(TASK MATERIAL Opens)

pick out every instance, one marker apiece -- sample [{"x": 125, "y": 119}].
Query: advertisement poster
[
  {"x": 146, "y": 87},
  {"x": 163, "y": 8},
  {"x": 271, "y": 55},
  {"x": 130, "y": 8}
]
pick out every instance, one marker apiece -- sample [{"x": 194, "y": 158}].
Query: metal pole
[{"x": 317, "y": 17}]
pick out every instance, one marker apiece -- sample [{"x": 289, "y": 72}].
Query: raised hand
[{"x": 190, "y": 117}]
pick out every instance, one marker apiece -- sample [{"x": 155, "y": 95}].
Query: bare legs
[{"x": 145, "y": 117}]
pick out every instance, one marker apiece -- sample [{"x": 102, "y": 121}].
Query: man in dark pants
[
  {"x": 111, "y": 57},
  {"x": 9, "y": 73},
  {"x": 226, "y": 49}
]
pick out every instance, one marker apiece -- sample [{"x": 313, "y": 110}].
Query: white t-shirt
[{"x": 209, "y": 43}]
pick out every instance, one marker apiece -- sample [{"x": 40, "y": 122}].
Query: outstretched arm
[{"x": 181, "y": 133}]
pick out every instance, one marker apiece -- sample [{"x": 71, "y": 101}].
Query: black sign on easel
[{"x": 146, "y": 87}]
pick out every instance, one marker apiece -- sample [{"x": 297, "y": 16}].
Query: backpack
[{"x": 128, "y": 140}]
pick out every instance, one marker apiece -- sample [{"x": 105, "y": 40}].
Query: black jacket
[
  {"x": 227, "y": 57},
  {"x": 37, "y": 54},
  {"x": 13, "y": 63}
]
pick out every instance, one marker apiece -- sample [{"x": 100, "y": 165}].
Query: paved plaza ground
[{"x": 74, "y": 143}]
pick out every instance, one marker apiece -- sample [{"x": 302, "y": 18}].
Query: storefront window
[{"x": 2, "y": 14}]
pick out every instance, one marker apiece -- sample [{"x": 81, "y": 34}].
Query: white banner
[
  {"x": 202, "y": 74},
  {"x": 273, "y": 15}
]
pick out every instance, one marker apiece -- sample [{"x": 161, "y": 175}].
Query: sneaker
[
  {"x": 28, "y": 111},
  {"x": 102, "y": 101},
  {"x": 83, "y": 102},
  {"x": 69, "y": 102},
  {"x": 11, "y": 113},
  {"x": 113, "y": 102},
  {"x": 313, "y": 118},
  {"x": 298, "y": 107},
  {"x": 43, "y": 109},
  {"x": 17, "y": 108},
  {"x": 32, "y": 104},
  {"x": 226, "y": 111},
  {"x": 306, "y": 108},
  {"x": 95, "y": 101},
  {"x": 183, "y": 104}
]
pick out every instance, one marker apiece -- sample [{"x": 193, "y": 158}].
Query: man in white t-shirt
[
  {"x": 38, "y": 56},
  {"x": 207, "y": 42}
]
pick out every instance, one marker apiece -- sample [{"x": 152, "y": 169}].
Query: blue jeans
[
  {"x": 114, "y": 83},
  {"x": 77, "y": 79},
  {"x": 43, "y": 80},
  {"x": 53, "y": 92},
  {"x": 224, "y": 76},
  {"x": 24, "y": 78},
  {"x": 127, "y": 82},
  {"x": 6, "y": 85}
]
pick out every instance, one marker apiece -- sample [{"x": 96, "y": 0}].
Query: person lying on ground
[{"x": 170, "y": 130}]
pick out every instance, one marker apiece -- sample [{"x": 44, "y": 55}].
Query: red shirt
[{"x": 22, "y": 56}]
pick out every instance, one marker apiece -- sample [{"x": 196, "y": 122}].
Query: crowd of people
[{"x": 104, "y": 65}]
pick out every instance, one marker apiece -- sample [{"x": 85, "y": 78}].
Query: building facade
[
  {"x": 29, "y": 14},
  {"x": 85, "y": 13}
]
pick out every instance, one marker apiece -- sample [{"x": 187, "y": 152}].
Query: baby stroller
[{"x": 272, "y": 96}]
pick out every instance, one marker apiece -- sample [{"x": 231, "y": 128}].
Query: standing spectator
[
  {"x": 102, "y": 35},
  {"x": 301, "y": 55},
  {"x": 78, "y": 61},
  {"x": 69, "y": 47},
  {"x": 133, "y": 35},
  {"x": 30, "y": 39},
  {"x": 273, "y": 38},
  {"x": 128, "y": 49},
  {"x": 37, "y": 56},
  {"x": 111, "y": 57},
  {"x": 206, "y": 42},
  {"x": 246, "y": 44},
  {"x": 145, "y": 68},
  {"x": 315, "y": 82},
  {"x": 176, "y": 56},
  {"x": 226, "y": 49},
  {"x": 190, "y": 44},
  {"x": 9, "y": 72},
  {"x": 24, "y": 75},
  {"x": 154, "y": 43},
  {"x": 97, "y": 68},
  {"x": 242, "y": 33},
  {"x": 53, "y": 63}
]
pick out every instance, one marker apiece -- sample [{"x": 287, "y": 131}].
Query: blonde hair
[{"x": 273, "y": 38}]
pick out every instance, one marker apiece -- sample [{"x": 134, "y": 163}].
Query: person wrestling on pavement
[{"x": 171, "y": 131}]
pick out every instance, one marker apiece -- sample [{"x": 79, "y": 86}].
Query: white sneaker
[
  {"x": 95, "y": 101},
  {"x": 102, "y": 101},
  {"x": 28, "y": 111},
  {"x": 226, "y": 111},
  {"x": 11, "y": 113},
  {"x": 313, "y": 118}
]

(TASK MATERIAL Closes)

● **EXERCISE**
Could I ask you to return the records exactly and in full?

● **EXPECTED OUTPUT**
pick out every instance, one marker apiece -- sample [{"x": 125, "y": 119}].
Query: advertisement poster
[
  {"x": 146, "y": 87},
  {"x": 163, "y": 8},
  {"x": 271, "y": 55},
  {"x": 130, "y": 8}
]
pick out every instance, one marker apiece -- sample [{"x": 194, "y": 158}].
Query: metal pole
[{"x": 317, "y": 17}]
pick out every instance, one marker apiece -- sample [{"x": 289, "y": 72}].
Query: raised hand
[{"x": 190, "y": 117}]
pick out every instance, one marker apiece -- sample [{"x": 155, "y": 95}].
Query: bare legs
[{"x": 145, "y": 117}]
pick out every instance, one marker apiece -- sample [{"x": 102, "y": 121}].
Query: man in dark pants
[
  {"x": 111, "y": 57},
  {"x": 9, "y": 73},
  {"x": 226, "y": 49}
]
pick out every instance, one marker apiece -- sample [{"x": 313, "y": 110}].
Query: white t-shirt
[{"x": 209, "y": 43}]
pick out every instance, one marker apiece -- sample [{"x": 40, "y": 122}].
Query: outstretched arm
[{"x": 181, "y": 133}]
pick out every instance, one marker apiece -- sample [{"x": 71, "y": 101}].
Query: black sign on easel
[{"x": 146, "y": 87}]
pick out every instance, one marker apiece -- sample [{"x": 297, "y": 16}].
Query: backpack
[{"x": 128, "y": 140}]
pick out every instance, one marker apiece -- sample [{"x": 105, "y": 40}].
Query: black jacket
[
  {"x": 227, "y": 57},
  {"x": 37, "y": 54},
  {"x": 13, "y": 63}
]
pick out every instance, one marker apiece -- sample [{"x": 100, "y": 165}].
Query: paved plaza ground
[{"x": 74, "y": 143}]
pick out every instance, one marker apiece -- sample [{"x": 302, "y": 18}].
Query: storefront window
[{"x": 2, "y": 14}]
pick out every instance, one marker apiece -- sample [{"x": 81, "y": 34}].
Query: white banner
[
  {"x": 202, "y": 74},
  {"x": 273, "y": 15}
]
pick out every instance, one marker apiece -- sample [{"x": 161, "y": 175}].
Query: sneaker
[
  {"x": 28, "y": 111},
  {"x": 102, "y": 101},
  {"x": 83, "y": 102},
  {"x": 69, "y": 102},
  {"x": 11, "y": 113},
  {"x": 113, "y": 102},
  {"x": 313, "y": 118},
  {"x": 298, "y": 107},
  {"x": 43, "y": 109},
  {"x": 17, "y": 108},
  {"x": 32, "y": 104},
  {"x": 226, "y": 111},
  {"x": 306, "y": 108},
  {"x": 95, "y": 101},
  {"x": 183, "y": 104}
]
pick out every instance, one marker apiece -- sample [{"x": 193, "y": 158}].
Query: man in white t-shirt
[
  {"x": 38, "y": 56},
  {"x": 207, "y": 42}
]
pick out every instance, one marker apiece -- sample [{"x": 152, "y": 169}].
Query: blue jeans
[
  {"x": 114, "y": 83},
  {"x": 77, "y": 79},
  {"x": 43, "y": 80},
  {"x": 53, "y": 92},
  {"x": 224, "y": 76},
  {"x": 24, "y": 78},
  {"x": 127, "y": 82},
  {"x": 6, "y": 85}
]
pick out every instance, one marker apiece -- sample [{"x": 96, "y": 0}].
Query: person lying on ground
[{"x": 170, "y": 130}]
pick out every instance, one marker apiece -- sample [{"x": 44, "y": 55}].
Query: red shirt
[{"x": 22, "y": 56}]
pick out every instance, one marker apiece -- sample [{"x": 196, "y": 122}].
Query: crowd of people
[{"x": 104, "y": 65}]
pick out every instance, one marker apiece -- sample [{"x": 85, "y": 78}].
Query: building facade
[
  {"x": 29, "y": 14},
  {"x": 85, "y": 13}
]
pick out every instance, one marker apiece -- sample [{"x": 187, "y": 152}].
Query: baby stroller
[{"x": 272, "y": 96}]
pick out every instance, one marker apiece -- sample [{"x": 231, "y": 128}].
Query: standing spectator
[
  {"x": 102, "y": 35},
  {"x": 301, "y": 55},
  {"x": 78, "y": 61},
  {"x": 69, "y": 47},
  {"x": 133, "y": 35},
  {"x": 30, "y": 39},
  {"x": 273, "y": 38},
  {"x": 128, "y": 49},
  {"x": 37, "y": 56},
  {"x": 111, "y": 57},
  {"x": 206, "y": 42},
  {"x": 246, "y": 44},
  {"x": 145, "y": 68},
  {"x": 315, "y": 82},
  {"x": 176, "y": 56},
  {"x": 226, "y": 49},
  {"x": 190, "y": 44},
  {"x": 9, "y": 72},
  {"x": 24, "y": 75},
  {"x": 154, "y": 43},
  {"x": 97, "y": 68},
  {"x": 242, "y": 33},
  {"x": 53, "y": 63}
]
pick out every instance, one marker apiece -- sample [{"x": 287, "y": 131}].
Query: blonde hair
[{"x": 273, "y": 38}]
pick out every instance, one marker apiece -- sample [{"x": 134, "y": 163}].
Query: person wrestling on pavement
[{"x": 171, "y": 131}]
pick out every instance, one marker apiece -- sample [{"x": 79, "y": 86}].
Query: white sneaker
[
  {"x": 95, "y": 101},
  {"x": 102, "y": 101},
  {"x": 28, "y": 111},
  {"x": 226, "y": 111},
  {"x": 11, "y": 113},
  {"x": 313, "y": 118}
]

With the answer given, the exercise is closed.